··· DATA PROVIDED

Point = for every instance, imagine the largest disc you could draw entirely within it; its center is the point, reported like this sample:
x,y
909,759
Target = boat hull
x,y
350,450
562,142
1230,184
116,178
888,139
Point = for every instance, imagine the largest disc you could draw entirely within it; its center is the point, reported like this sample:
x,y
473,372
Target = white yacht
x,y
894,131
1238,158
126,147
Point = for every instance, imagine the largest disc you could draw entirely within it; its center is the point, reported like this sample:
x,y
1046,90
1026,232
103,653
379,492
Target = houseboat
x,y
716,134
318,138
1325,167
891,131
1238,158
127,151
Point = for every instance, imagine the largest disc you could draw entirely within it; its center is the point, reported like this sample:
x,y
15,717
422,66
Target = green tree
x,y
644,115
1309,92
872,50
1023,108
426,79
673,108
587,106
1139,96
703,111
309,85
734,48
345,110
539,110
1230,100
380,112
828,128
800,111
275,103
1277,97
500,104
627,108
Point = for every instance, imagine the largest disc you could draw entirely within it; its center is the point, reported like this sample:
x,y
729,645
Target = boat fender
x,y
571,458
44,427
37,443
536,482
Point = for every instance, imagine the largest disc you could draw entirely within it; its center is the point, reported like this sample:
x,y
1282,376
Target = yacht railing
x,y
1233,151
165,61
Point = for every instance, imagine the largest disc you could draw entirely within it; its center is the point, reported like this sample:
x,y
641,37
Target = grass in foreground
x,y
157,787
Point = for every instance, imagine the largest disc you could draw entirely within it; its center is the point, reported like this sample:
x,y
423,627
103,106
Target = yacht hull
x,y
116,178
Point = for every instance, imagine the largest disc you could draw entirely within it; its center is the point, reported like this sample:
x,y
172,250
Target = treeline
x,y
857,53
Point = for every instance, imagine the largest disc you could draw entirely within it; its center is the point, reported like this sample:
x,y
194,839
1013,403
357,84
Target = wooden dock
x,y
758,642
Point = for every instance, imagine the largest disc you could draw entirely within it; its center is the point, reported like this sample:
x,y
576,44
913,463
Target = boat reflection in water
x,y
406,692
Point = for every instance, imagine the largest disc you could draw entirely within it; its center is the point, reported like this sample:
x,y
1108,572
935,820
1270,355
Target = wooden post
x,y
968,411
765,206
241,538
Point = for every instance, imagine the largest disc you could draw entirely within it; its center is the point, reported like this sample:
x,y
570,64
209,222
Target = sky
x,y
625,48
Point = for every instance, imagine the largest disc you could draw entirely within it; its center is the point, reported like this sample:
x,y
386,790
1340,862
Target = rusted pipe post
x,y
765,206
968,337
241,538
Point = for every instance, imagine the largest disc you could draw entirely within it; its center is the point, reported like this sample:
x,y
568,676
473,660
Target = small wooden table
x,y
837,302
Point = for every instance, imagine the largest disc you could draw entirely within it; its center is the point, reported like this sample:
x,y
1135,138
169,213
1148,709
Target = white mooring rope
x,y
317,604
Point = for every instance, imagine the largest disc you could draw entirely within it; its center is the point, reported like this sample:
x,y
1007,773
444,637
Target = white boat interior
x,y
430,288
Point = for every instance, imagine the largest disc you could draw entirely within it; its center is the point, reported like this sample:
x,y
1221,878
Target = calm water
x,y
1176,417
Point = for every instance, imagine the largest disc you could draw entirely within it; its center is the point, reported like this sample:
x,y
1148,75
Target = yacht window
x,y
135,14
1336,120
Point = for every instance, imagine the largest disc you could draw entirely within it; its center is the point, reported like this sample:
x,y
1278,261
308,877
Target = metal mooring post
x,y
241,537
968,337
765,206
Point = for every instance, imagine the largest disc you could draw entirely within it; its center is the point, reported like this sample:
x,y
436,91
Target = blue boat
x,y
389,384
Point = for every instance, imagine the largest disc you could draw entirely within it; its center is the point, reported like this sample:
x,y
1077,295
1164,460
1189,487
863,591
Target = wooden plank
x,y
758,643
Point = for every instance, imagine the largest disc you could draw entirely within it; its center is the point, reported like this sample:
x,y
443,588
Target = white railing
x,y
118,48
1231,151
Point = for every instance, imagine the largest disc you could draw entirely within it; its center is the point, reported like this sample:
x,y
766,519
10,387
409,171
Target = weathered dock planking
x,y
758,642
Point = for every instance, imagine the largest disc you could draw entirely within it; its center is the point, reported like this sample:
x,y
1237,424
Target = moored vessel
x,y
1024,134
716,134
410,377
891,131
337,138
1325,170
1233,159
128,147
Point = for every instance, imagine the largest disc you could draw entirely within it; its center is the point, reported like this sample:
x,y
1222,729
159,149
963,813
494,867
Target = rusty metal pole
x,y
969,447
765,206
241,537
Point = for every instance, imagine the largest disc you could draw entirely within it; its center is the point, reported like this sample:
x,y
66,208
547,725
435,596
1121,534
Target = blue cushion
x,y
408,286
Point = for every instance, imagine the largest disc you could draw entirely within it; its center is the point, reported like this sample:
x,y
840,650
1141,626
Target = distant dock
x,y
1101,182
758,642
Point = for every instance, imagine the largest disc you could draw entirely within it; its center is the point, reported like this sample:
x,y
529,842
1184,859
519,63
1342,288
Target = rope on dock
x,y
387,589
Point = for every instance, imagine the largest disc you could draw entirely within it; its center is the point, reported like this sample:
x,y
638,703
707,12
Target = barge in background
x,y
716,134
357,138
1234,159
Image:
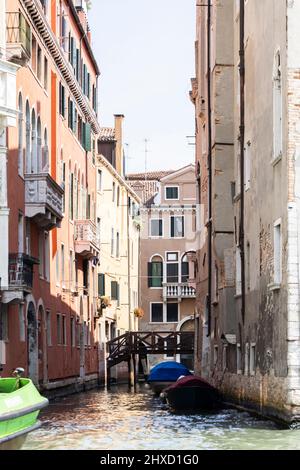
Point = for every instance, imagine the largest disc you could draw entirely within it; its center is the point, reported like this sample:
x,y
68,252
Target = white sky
x,y
145,51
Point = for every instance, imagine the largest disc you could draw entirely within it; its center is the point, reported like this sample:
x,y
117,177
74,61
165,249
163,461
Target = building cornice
x,y
38,18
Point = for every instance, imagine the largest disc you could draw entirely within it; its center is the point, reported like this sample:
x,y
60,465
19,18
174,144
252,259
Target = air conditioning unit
x,y
2,352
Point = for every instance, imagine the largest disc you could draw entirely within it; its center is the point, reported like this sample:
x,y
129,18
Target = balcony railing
x,y
87,240
18,38
178,290
43,200
20,271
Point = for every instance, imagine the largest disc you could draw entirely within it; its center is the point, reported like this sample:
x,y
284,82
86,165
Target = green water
x,y
123,420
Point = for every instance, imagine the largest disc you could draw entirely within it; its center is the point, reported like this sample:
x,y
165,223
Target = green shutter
x,y
87,140
101,284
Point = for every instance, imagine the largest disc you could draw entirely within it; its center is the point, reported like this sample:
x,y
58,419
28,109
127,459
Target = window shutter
x,y
149,274
172,226
87,143
101,284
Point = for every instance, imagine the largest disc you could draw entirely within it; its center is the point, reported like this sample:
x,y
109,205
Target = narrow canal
x,y
120,419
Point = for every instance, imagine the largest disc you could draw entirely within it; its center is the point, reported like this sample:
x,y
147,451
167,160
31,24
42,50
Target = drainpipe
x,y
209,165
242,152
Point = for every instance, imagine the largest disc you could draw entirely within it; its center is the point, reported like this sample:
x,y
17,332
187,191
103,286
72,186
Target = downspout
x,y
209,165
242,152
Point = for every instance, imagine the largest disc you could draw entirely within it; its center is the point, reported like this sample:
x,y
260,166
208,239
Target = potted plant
x,y
105,302
138,312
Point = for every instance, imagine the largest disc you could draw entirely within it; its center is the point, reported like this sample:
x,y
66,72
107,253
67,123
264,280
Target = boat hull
x,y
20,404
158,387
17,440
193,398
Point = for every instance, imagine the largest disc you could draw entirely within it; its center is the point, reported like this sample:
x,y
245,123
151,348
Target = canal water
x,y
124,420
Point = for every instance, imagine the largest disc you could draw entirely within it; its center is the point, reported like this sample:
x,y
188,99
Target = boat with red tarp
x,y
192,393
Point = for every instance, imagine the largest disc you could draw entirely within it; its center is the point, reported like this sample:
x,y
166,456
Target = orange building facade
x,y
48,318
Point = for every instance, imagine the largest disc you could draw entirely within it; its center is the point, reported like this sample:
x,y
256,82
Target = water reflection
x,y
119,419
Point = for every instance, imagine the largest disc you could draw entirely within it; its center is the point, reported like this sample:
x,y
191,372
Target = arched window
x,y
45,163
185,269
33,143
155,271
28,139
277,108
20,136
39,146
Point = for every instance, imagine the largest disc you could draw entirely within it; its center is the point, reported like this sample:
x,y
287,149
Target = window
x,y
62,100
172,268
238,271
99,180
238,358
64,330
71,196
177,226
33,53
115,291
252,358
172,313
118,245
172,192
20,134
45,73
157,313
118,196
156,228
62,260
22,322
155,272
216,351
277,253
101,284
247,170
112,242
277,108
39,63
49,333
3,322
185,270
246,371
73,332
59,328
57,267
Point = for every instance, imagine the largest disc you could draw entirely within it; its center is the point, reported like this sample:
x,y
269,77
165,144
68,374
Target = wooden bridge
x,y
141,343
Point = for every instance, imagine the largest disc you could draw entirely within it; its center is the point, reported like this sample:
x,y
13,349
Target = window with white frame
x,y
157,312
252,358
22,322
177,226
238,358
247,168
246,359
172,193
277,108
99,180
49,330
277,253
172,267
238,271
156,227
164,313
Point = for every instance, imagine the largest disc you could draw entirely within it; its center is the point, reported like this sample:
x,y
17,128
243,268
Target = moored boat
x,y
165,374
20,404
192,393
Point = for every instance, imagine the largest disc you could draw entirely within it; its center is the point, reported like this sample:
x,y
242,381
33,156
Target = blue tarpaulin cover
x,y
168,371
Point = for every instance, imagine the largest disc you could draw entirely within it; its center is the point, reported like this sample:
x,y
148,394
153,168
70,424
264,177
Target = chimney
x,y
119,145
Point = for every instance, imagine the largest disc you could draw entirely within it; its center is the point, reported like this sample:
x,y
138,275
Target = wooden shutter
x,y
101,284
149,274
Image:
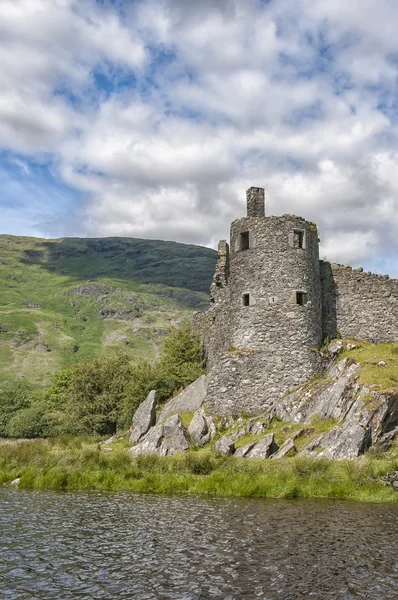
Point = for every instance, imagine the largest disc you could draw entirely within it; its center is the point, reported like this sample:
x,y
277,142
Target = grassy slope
x,y
65,300
377,378
82,464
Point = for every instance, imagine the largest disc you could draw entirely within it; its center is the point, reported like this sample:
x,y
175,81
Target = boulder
x,y
189,400
244,450
224,446
175,437
335,347
211,432
287,449
257,427
341,442
263,448
144,418
198,427
150,443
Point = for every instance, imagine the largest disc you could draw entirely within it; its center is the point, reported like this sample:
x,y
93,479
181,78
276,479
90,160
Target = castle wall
x,y
359,305
272,337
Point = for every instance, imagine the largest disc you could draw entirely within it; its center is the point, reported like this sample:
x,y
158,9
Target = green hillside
x,y
65,300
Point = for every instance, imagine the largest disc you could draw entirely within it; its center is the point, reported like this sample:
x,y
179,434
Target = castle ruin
x,y
273,302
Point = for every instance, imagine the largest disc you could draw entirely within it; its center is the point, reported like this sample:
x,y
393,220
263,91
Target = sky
x,y
150,118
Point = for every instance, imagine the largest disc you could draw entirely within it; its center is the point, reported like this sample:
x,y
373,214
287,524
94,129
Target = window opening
x,y
301,298
244,241
298,239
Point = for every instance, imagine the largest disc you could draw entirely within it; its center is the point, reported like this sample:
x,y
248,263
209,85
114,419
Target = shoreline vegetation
x,y
81,463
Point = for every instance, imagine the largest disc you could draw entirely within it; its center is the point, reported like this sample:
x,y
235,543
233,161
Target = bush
x,y
102,396
12,400
180,363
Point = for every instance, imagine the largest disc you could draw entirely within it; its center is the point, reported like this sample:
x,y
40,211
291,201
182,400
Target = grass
x,y
64,301
377,378
82,464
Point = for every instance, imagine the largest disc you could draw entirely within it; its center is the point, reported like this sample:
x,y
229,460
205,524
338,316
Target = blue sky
x,y
150,118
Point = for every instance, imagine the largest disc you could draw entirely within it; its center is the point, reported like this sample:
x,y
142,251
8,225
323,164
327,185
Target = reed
x,y
80,463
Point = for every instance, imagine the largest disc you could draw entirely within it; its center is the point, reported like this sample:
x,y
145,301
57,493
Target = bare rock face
x,y
263,448
341,442
363,416
150,443
335,347
189,400
287,449
244,450
257,427
198,427
224,446
211,432
175,437
163,439
144,418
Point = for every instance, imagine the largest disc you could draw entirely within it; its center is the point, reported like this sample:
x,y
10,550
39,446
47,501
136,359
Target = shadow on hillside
x,y
143,261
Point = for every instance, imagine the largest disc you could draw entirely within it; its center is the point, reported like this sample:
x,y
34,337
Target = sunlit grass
x,y
82,464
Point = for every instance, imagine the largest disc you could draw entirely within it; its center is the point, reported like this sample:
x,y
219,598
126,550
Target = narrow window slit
x,y
244,241
246,299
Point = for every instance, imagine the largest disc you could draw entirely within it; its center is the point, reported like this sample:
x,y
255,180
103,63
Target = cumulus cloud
x,y
160,113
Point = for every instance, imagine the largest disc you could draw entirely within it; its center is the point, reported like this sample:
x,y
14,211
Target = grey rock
x,y
211,432
189,400
175,437
114,438
341,442
329,400
238,433
198,427
287,448
257,427
150,443
244,450
144,418
224,446
335,347
263,448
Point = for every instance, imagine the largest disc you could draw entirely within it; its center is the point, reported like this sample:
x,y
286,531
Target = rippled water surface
x,y
113,546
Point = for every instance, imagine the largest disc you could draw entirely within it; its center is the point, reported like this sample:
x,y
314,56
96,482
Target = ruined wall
x,y
273,337
359,305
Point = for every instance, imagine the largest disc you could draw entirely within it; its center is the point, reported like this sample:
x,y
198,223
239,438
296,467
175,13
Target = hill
x,y
65,300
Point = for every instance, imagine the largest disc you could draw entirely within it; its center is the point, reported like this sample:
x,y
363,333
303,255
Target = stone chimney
x,y
255,200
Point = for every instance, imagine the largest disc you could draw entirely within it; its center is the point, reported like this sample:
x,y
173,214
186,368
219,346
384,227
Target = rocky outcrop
x,y
224,446
189,400
144,418
175,437
287,449
198,427
163,439
264,448
363,416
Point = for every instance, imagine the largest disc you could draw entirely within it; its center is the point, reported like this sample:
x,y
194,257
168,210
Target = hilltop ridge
x,y
70,299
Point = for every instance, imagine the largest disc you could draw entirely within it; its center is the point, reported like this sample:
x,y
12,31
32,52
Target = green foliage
x,y
67,301
180,363
13,399
101,396
81,464
94,398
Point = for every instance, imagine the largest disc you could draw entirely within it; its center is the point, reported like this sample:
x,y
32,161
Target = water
x,y
114,546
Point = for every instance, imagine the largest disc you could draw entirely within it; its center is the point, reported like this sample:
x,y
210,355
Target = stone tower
x,y
266,320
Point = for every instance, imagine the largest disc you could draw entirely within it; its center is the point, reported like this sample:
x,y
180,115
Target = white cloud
x,y
294,95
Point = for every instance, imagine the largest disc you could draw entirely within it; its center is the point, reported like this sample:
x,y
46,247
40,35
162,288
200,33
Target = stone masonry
x,y
272,302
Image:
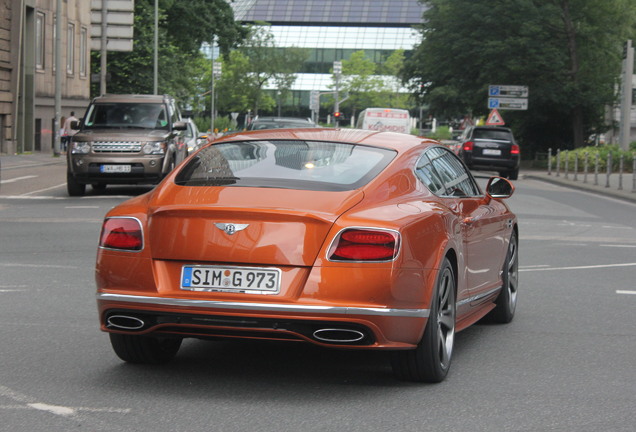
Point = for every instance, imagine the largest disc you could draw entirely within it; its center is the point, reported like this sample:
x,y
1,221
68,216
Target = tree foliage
x,y
368,84
183,27
568,52
255,64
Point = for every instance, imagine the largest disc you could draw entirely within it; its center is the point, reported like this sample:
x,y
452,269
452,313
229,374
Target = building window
x,y
70,48
83,50
40,20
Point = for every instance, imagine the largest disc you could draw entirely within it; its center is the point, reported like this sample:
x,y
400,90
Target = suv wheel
x,y
73,187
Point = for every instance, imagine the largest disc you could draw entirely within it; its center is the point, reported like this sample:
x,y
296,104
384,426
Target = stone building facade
x,y
28,70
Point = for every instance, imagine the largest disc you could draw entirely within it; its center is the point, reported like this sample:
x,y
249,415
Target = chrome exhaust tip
x,y
338,335
124,322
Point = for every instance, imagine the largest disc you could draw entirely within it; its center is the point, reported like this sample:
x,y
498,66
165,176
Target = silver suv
x,y
125,139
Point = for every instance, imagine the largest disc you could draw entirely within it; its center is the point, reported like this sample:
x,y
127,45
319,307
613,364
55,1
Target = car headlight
x,y
80,147
155,148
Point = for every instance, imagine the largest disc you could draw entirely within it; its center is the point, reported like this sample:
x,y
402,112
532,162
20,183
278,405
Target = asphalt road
x,y
566,363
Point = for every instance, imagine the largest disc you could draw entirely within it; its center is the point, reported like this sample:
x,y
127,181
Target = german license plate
x,y
115,169
251,280
491,152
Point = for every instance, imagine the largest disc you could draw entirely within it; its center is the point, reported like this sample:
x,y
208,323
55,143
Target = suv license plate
x,y
115,168
491,152
251,280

······

Locate every line in the listing above that contains the word "foliage", and copy each of those lines.

_ANSWER FOR THIS EXERCISE_:
Target = green foliage
Target = tree foliage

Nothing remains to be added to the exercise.